Отрывок —
И в заключение — еще три строки из "Божественной комедии":
Там узрят, как над Сеной жизнь скудна
С тех пор, как стал поддельщиком металла
Тот, кто умрет от шкуры кабана.
Здесь содержится пророчество о кончине короля Филиппа, которого Жак де Моле, гроссмейстер тамплиерского ордена, восходя на костер, призвал в том же году предстать вместе с ним на Божий суд. Так оно и случилось: король-фальшивомонетчик в скором времени погиб, запоротый вепрем, а какая участь ждала его в посмертии — мы уже знаем, чего нельзя сказать о загробной доле теперешних "поддельщиков металла". Может, они загремят в адский морозильник, в ту самую ледяную Джудекку? Но то, что теперь "жизнь скудна" не только над Сеной, но и над Москвой-рекой, очевидно для всех, не исключая духовных слепцов.
НИД И ОТВЕРЖЕНИЕ «ЭМБРИОНАЛЬНОГО» ИСКУССТВА
Сейчас в моде особый, суперсовременный вид художества — самодовлеющая заготовка, выдаваемая за готовое произведение. Это как если бы из семечка проклюнулось двойное бледное жало ростка — и в таком виде экспонировалось на выставках или — что не хуже и не лучше — истлевало в художественном инкубаторе с отключенным электричеством, без творческого напряжения и накала: в таких кубышках разве что суккубов с инкубами высиживать.
Помню этакую проклевку на вернисаже в новом Доме художника: ряднина метра два на три, прочерченная посередине черной загогулиной. Левая половина заляпана розовой краской, правая — замазана зеленой. На каждой половине — что-то вроде терновой колючки или куцего обрезка колючей проволоки. И это — все: ни ствола, ни листьев, ни цветов, ни плодов — только бессильные, худосочные отростки, из которых ничто не вырастет: подлинный (подлый) реализм, отражающий духовную скудость и плотскую немощь «художника» и того псевдомира, который его вскормил.

Задания —
• a. Пожалуйста, определите, согласуется ли с отрывком каждое из утверждений: (i) в трех строках из «Божественной комедии» содержится пророчество о кончине короля Филиппа; (ii) король Филипп погиб на костре вместе с Жаком де Моле; (iii) ряднина на вернисаже в новом Доме художника была прочерчена посередине красной загогулиной. Для каждого ответьте «да» или «нет» и приведите решающие слова отрывка в точной цитате.
• b. Отредактируйте фрагмент отрывка, начиная со слов "Здесь содержится пророчество" и заканчивая словами "исключая духовных слепцов.", заменив "вепрем" на "кабаном", и приведите весь этот фрагмент.

Исходные строки —
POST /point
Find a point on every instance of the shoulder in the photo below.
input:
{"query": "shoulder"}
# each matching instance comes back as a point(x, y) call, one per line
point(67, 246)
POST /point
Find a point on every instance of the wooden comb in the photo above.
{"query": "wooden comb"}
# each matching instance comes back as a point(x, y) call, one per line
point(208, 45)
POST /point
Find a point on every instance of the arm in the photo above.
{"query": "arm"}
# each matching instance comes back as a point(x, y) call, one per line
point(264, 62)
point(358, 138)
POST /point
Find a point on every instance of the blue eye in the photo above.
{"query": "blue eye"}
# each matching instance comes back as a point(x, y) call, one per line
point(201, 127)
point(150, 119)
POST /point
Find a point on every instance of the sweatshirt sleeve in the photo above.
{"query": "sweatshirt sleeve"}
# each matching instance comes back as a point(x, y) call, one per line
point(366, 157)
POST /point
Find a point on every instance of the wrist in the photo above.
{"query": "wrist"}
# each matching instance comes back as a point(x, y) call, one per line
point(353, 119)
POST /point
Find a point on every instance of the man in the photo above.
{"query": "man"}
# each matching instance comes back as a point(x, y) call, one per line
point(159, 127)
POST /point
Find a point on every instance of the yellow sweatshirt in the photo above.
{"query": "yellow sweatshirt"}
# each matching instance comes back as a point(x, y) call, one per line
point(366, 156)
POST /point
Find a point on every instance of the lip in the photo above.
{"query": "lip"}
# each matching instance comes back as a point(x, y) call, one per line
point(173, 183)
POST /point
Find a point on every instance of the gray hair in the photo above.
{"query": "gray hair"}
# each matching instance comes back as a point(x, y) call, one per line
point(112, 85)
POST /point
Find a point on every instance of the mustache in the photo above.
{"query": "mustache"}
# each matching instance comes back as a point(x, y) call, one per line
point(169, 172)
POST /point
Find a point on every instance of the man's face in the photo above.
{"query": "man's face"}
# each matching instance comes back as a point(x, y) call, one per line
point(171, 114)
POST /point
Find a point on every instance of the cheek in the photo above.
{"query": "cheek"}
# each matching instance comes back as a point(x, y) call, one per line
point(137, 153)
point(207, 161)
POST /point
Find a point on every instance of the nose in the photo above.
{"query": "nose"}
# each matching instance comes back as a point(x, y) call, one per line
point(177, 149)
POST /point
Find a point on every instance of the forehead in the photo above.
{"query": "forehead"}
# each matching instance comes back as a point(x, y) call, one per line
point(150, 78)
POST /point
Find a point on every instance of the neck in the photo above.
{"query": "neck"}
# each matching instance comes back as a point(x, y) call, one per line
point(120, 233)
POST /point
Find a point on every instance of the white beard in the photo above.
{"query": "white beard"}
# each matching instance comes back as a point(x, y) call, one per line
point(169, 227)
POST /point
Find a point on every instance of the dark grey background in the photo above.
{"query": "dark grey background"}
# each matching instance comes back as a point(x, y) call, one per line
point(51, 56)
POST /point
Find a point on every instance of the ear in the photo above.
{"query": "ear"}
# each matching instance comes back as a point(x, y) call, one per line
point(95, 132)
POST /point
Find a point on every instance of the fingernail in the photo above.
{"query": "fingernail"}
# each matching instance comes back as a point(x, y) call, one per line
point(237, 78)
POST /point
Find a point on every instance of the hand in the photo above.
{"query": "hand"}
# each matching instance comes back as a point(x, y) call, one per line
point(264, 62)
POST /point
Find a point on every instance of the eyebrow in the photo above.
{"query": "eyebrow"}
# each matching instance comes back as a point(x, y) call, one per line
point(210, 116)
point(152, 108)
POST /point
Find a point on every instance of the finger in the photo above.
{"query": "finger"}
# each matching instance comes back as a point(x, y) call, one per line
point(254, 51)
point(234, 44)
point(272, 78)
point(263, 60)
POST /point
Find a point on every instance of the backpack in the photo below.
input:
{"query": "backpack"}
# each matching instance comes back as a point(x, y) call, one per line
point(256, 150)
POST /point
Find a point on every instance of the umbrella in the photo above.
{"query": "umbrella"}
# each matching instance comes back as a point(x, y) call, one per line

Ответы —
• a.
(i) Да: «Здесь содержится пророчество о кончине короля Филиппа».
(ii) Нет: «король-фальшивомонетчик в скором времени погиб, запоротый вепрем».
(iii) Нет: «прочерченная посередине черной загогулиной».

• b.
Здесь содержится пророчество о кончине короля Филиппа, которого Жак де Моле, гроссмейстер тамплиерского ордена, восходя на костер, призвал в том же году предстать вместе с ним на Божий суд. Так оно и случилось: король-фальшивомонетчик в скором времени погиб, запоротый кабаном, а какая участь ждала его в посмертии — мы уже знаем, чего нельзя сказать о загробной доле теперешних "поддельщиков металла". Может, они загремят в адский морозильник, в ту самую ледяную Джудекку? Но то, что теперь "жизнь скудна" не только над Сеной, но и над Москвой-рекой, очевидно для всех, не исключая духовных слепцов.